» **Written problem A**
Can you rewrite the object pointing entries below, swapping "escort boat" for "patrol boat" and keeping everything else the same? Leave the pictures out.
>> start Document extract
Increased precision of underground location tracking is just one improvement to the technology protecting workers underground. Courtesy of Newtrax

It is an adage in an underground mine that the softest thing in the mine is the miner. A dark maze, covered by untold tonnes of rock, hundreds of metres below the surface, and travelled by heavy steel machinery, the underground environment can be a dangerous one. And as vigilant and careful as one can be, there is a limit to what a human being can do.

Which is where technology comes in, to help close the gap towards an injury-free workplace and give the soft-skinned miner an even better chance of coming home safe and sound at the end of a shift. 

Advances in communications and digital technologies have given vendors new ways to improve underground safety, through smarter personal protective equipment, more limited and better controlled interactions between workers and machines, as well as greater insight into behaviour beneath the surface.
>> end Document extract
>> start Task inputs
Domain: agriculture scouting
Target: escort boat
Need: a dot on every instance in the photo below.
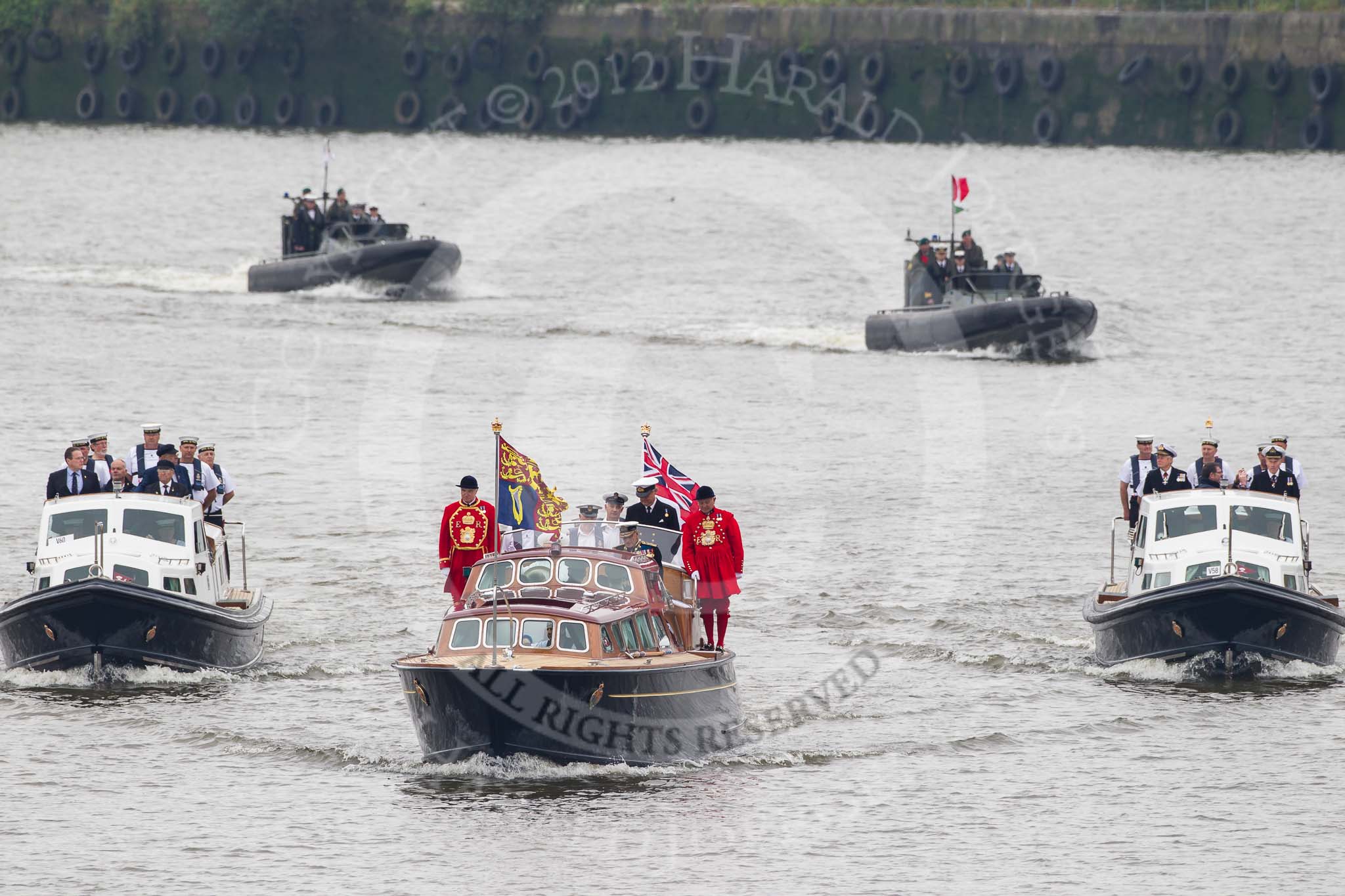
(133, 580)
(380, 253)
(982, 309)
(1220, 571)
(575, 654)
>> end Task inputs
» **Written problem B**
Could you reproduce the underground mine safety passage word for word, starting at the words "It is an adage" and ending after "being can do."?

» **Written reply A**
Domain: agriculture scouting
Target: patrol boat
Need: a dot on every instance in the photo below.
(133, 580)
(380, 253)
(982, 309)
(1220, 571)
(575, 654)

» **Written reply B**
It is an adage in an underground mine that the softest thing in the mine is the miner. A dark maze, covered by untold tonnes of rock, hundreds of metres below the surface, and travelled by heavy steel machinery, the underground environment can be a dangerous one. And as vigilant and careful as one can be, there is a limit to what a human being can do.